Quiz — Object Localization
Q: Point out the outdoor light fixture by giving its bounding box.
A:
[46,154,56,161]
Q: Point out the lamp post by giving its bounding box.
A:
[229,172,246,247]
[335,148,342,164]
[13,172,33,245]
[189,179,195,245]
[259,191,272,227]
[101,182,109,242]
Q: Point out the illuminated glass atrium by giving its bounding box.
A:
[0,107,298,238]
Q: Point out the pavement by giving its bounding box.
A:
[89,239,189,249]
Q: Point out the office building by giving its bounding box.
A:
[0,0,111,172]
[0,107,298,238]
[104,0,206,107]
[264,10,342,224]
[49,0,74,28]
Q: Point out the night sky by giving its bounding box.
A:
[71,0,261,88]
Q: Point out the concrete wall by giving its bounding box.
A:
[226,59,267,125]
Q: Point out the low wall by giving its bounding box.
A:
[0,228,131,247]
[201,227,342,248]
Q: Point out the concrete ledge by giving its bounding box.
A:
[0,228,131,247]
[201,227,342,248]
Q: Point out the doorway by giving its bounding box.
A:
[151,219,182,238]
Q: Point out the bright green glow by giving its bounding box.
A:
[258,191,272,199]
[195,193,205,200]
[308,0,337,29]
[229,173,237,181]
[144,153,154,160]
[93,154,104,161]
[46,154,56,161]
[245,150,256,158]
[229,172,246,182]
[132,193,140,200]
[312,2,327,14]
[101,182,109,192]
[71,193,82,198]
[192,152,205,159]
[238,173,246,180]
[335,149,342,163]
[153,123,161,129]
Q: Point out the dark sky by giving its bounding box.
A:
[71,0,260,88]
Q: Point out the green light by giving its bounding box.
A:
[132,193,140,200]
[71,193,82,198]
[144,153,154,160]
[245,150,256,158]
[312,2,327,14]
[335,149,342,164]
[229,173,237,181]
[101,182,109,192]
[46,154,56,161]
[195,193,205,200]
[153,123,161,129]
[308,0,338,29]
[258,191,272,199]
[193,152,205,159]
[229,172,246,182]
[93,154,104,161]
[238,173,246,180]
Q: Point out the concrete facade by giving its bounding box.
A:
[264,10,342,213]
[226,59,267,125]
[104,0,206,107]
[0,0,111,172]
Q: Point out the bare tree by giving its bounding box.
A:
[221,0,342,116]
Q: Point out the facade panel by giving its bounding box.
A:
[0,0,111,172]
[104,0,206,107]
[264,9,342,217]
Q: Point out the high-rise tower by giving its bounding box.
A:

━━━━━━━━━━

### WHAT IS NEEDED
Rewrite every one of the rows above, changing each "Point out" to "Locate" and leaving everything else the same.

### RESULT FOR THIS EXERCISE
Quiz — Object Localization
Q: Locate the outdoor light fixture by giving its bounding box.
A:
[46,154,56,161]
Q: Locate the lamp post by giving its bounding box.
A:
[229,172,246,247]
[335,148,342,164]
[13,172,33,245]
[189,179,195,245]
[259,191,272,227]
[101,182,109,242]
Q: Locate the illuminated glass atrium by giving its bounding box.
A:
[0,107,298,238]
Q: Locate the pavement by giving its bounding box.
A:
[89,239,189,249]
Q: Locate the office building by giving its bounding box.
A:
[0,0,111,172]
[0,107,298,238]
[104,0,206,107]
[264,10,342,224]
[49,0,74,28]
Q: Locate the night sky by giving its bounding box.
A:
[71,0,261,88]
Q: Locate the concrete wall by giving its bounding box.
A:
[226,59,267,125]
Q: Locate the low wall by giving its bounding box.
A:
[0,228,131,247]
[201,227,342,248]
Q: Locate the concrete ledge by giving its bounding box.
A:
[0,228,131,247]
[201,227,342,248]
Q: Locate the doorway by giving its bounding box.
A:
[151,219,182,238]
Q: Locate the bright green glow by giving its bounding box.
A:
[258,191,272,199]
[195,193,205,200]
[308,0,337,29]
[229,173,237,181]
[144,153,154,160]
[93,154,104,161]
[46,154,56,161]
[245,150,256,158]
[229,172,246,182]
[132,193,140,200]
[312,2,327,14]
[101,182,109,192]
[71,193,82,198]
[192,152,205,159]
[238,173,246,180]
[335,149,342,163]
[153,123,161,129]
Q: Locate the dark sky by giving its bounding box.
A:
[71,0,260,88]
Q: Locate the green light by giving its bounding box.
A:
[132,193,140,200]
[71,193,82,198]
[144,153,154,160]
[245,150,256,158]
[312,2,327,14]
[335,149,342,164]
[229,173,237,181]
[101,182,109,192]
[46,154,56,161]
[195,193,205,200]
[153,123,161,129]
[308,0,338,29]
[258,191,272,199]
[193,152,205,159]
[229,172,246,182]
[93,154,104,161]
[238,173,246,180]
Q: Locate the concrete facade by giving its bounding box.
A:
[264,10,342,213]
[226,59,267,125]
[104,0,206,107]
[0,0,111,172]
Q: Locate the bare tree by giving its bounding box.
A:
[221,0,342,116]
Q: Locate the facade panel by giving its bounding box.
A:
[0,0,111,172]
[104,0,206,107]
[264,9,342,217]
Q: Locate the high-rise tower by giving its bounding box.
A:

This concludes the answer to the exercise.